Set down all of the lines below exactly as they are given.
————————
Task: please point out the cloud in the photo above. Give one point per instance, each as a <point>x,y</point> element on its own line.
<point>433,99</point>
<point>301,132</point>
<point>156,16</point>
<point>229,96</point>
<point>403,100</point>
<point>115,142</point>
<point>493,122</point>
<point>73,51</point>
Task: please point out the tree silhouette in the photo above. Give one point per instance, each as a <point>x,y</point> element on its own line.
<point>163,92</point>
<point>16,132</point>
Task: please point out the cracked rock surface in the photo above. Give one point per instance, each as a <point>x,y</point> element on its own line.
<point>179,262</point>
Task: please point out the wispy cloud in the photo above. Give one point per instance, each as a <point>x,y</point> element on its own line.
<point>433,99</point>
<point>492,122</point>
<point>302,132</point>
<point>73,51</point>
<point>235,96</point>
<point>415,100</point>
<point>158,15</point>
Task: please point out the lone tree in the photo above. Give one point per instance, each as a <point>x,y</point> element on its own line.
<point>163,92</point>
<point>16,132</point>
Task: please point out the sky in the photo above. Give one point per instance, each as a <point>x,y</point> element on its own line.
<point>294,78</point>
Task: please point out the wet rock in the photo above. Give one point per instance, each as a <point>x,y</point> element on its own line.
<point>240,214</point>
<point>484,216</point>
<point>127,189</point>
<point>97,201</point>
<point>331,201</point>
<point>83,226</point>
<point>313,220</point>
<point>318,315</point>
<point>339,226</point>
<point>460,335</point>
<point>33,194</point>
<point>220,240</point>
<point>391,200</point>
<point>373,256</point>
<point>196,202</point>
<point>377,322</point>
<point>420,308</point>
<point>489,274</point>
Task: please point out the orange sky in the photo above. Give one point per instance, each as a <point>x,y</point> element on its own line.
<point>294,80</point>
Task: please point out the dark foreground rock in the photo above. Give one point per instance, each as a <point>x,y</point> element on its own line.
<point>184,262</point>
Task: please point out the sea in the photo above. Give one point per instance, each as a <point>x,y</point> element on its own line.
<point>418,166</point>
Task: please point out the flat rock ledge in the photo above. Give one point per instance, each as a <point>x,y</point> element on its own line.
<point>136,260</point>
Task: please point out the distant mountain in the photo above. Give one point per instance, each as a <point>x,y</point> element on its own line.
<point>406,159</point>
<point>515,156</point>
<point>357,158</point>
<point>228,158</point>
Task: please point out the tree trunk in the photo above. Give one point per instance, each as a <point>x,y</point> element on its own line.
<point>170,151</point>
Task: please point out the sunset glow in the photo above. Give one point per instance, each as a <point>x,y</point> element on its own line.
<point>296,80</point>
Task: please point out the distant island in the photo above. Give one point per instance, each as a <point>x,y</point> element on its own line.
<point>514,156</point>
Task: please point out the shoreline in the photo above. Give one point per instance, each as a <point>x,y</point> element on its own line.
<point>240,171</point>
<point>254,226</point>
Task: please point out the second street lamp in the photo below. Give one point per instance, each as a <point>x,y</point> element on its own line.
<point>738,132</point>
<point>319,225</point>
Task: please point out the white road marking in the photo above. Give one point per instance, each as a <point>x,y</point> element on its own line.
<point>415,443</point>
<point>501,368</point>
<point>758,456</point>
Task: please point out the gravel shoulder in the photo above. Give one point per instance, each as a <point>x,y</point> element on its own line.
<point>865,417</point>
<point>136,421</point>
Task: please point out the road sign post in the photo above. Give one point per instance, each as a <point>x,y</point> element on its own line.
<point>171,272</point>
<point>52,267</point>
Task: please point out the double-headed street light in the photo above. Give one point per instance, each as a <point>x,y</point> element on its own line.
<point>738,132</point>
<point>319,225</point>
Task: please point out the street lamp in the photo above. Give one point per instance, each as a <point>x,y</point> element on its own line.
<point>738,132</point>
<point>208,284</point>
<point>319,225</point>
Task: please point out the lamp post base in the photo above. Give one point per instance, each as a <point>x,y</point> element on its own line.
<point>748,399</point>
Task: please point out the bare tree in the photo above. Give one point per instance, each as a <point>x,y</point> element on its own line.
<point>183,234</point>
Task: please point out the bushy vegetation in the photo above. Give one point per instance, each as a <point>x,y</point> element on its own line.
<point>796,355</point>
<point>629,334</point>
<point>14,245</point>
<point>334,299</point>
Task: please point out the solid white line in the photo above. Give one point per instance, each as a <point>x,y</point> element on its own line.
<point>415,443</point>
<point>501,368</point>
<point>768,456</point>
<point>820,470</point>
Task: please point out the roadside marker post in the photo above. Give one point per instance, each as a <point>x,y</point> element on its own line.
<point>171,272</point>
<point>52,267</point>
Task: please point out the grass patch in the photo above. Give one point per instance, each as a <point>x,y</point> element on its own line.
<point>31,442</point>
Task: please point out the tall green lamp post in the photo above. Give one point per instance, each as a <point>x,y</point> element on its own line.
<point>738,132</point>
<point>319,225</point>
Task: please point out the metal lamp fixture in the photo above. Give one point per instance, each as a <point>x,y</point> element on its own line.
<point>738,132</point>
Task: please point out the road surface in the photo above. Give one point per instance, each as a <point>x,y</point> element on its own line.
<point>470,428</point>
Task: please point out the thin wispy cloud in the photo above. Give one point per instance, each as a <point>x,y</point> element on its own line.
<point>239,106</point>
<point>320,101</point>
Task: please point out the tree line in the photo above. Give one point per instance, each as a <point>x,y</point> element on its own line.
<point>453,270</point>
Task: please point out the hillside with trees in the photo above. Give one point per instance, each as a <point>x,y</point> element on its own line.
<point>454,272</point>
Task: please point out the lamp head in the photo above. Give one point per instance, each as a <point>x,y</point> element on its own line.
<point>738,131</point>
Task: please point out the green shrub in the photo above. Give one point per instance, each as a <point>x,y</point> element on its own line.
————————
*FINAL ANSWER*.
Task: please point out the cloud in the photo above. Give one point per instance, each as a <point>x,y</point> element on its own line.
<point>433,99</point>
<point>301,132</point>
<point>156,16</point>
<point>229,96</point>
<point>403,100</point>
<point>115,142</point>
<point>493,122</point>
<point>73,51</point>
Task: please point out the tree silhouette in the photo above. Give one point per instance, each as a <point>x,y</point> element on its own line.
<point>163,92</point>
<point>16,132</point>
Task: please point out the cracked rock surface in the photo above. Give one point per instance, each as a <point>x,y</point> element on its own line.
<point>179,262</point>
Task: please point out the wispy cloud in the photo above. Give one point per instance, each as a <point>x,y</point> element on its own line.
<point>433,99</point>
<point>492,122</point>
<point>302,132</point>
<point>73,51</point>
<point>235,96</point>
<point>415,100</point>
<point>158,15</point>
Task: please point out the lone tree in the photo above. Give one point per instance, each as a <point>x,y</point> element on its own line.
<point>163,92</point>
<point>16,132</point>
Task: please point out the sky in the photo above. Give one point per instance, each as a <point>x,y</point> element on its own line.
<point>294,78</point>
Task: please point out the wet rock in the photo above. Give one point per instance, each as a <point>x,y</point> element on its own line.
<point>240,214</point>
<point>484,216</point>
<point>127,189</point>
<point>97,201</point>
<point>331,201</point>
<point>83,226</point>
<point>313,220</point>
<point>318,315</point>
<point>339,226</point>
<point>460,335</point>
<point>33,194</point>
<point>220,240</point>
<point>391,200</point>
<point>373,256</point>
<point>196,202</point>
<point>377,322</point>
<point>420,308</point>
<point>489,274</point>
Task: please point out the orange sky in the photo above. Give one point per instance, each as a <point>x,y</point> element on its own line.
<point>294,80</point>
Task: please point out the dark foreground rock in the photo above. Give one point per instance, each as a <point>x,y</point> element on its own line.
<point>184,262</point>
Task: please point out the sea in the photo above. Give one point per instance, each as a <point>x,y</point> element on its own line.
<point>418,166</point>
Task: please point out the flat rock ledge in the photo above. Give one point per instance, each as a <point>x,y</point> element on its own line.
<point>136,260</point>
Task: please point out the distant mountain in the photo above. Give one point per instance, each as a <point>x,y</point> element on its own line.
<point>406,159</point>
<point>515,156</point>
<point>357,158</point>
<point>228,158</point>
Task: please point out the tree trunk in the photo above. Give one point per instance, each as a <point>x,y</point> element on its own line.
<point>170,151</point>
Task: please point out the sunset glow in the photo above. Give one point per instance, each as a <point>x,y</point> element on its own line.
<point>296,80</point>
Task: please point out the distant island in the photo above. Give one point per instance, each as a <point>x,y</point> element on its own line.
<point>514,156</point>
Task: please point out the shoreline in the photo above. Give one point per instance, each as a <point>x,y</point> element on its own line.
<point>240,171</point>
<point>254,226</point>
Task: please point out the second street lamp in the photo below. Give one point per instance, each as a <point>x,y</point> element on its own line.
<point>738,132</point>
<point>319,225</point>
Task: please point out the white road marking in the photo above. Give one point per instance, each as a <point>x,y</point> element on its own line.
<point>415,443</point>
<point>501,368</point>
<point>758,456</point>
Task: please point out the gravel shoulder in the photo above. Give one point per instance, each as a <point>x,y</point> element on its own line.
<point>865,417</point>
<point>136,421</point>
Task: please point out the road sign post in the photo above. Give one point per instance, each as a <point>x,y</point> element on its own line.
<point>171,272</point>
<point>52,267</point>
Task: please point out the double-headed street light in the photo above. Give one point per instance, each as a <point>x,y</point> element on its own line.
<point>738,132</point>
<point>319,225</point>
Task: please point out the street lamp in the photo above. Give one point per instance, each as a <point>x,y</point> element on its own line.
<point>738,132</point>
<point>208,284</point>
<point>319,225</point>
Task: please point out the lamp post base in the photo above. Give one point per instance, each as a <point>x,y</point> element on its own line.
<point>748,399</point>
Task: please point out the bare tree in the photo above. Give one point per instance, each as a <point>x,y</point> element on its own line.
<point>183,234</point>
Task: please point out the bushy vegetation in the photo above. Give one point per instance, each as a <point>x,y</point> element on its own line.
<point>796,355</point>
<point>629,334</point>
<point>14,245</point>
<point>334,299</point>
Task: please point out the solid white line in the photo above. Give one point per instance, each as a <point>x,y</point> element on its own line.
<point>415,443</point>
<point>501,368</point>
<point>768,456</point>
<point>820,470</point>
Task: please point out the roadside marker post in the photo above. Give one point per instance, each as a <point>x,y</point> element on its own line.
<point>171,272</point>
<point>52,267</point>
Task: please point out the grass patch in the photo above. Give one point per instance, each as a <point>x,y</point> element on its own line.
<point>31,442</point>
Task: please point out the tall green lamp post in the photo above. Give one point per instance, each as a <point>x,y</point> element on its own line.
<point>738,132</point>
<point>319,225</point>
Task: please point out the metal lamp fixture in the photo above. Give one point per instance, each as a <point>x,y</point> element on its own line.
<point>738,132</point>
Task: please point out the road surface in the photo above. Give one point per instance, each as a <point>x,y</point> element on its own line.
<point>470,428</point>
Task: please point out the thin wispy cloud in the photo above. Give one point per instance, each as a <point>x,y</point> element on its own line.
<point>239,106</point>
<point>320,101</point>
Task: please point out the tree line in the photo above. Give one point per instance, each as a <point>x,y</point> element on its own line.
<point>453,270</point>
Task: please point out the hillside with trees in the photo above. Give one point per instance, each as a <point>x,y</point> element on its own line.
<point>454,272</point>
Task: please point out the lamp head in the photo above. Give one point per instance, each as a <point>x,y</point> element on its own line.
<point>738,131</point>
Task: please point out the green shrub in the photo above. Give one point per instance, each as a <point>x,y</point> element on its own line.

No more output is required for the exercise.